(Labeled-object pointing entries)
___

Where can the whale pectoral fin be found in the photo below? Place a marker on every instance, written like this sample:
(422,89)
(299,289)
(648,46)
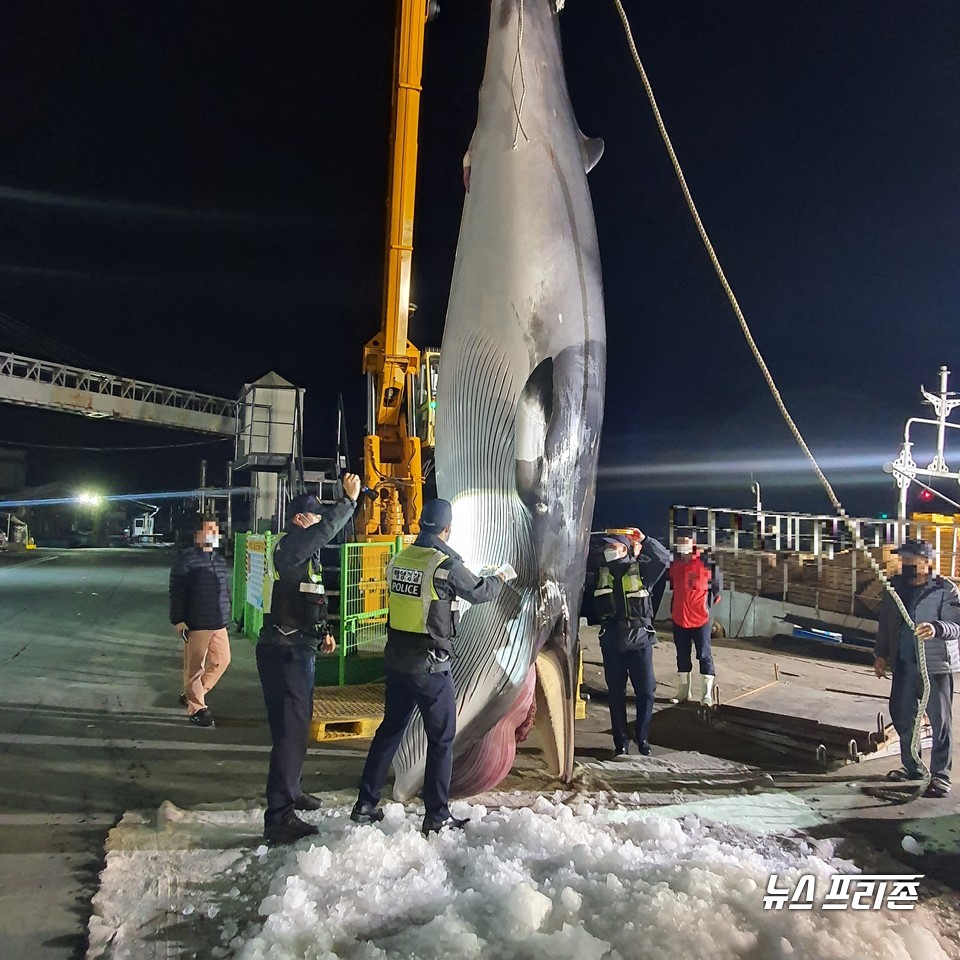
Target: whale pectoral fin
(591,149)
(554,716)
(534,412)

___

**STATED EXERCISE:**
Pull every line of text from the material above and reproduce it word for word, omitting the pictures.

**OUTPUT OF THE TASK:**
Where can the whale pectoral fin be found in the photo below? Place a marker on every instance, written like this sample:
(422,89)
(299,289)
(648,46)
Target: whale pectoral fin
(591,149)
(554,716)
(534,412)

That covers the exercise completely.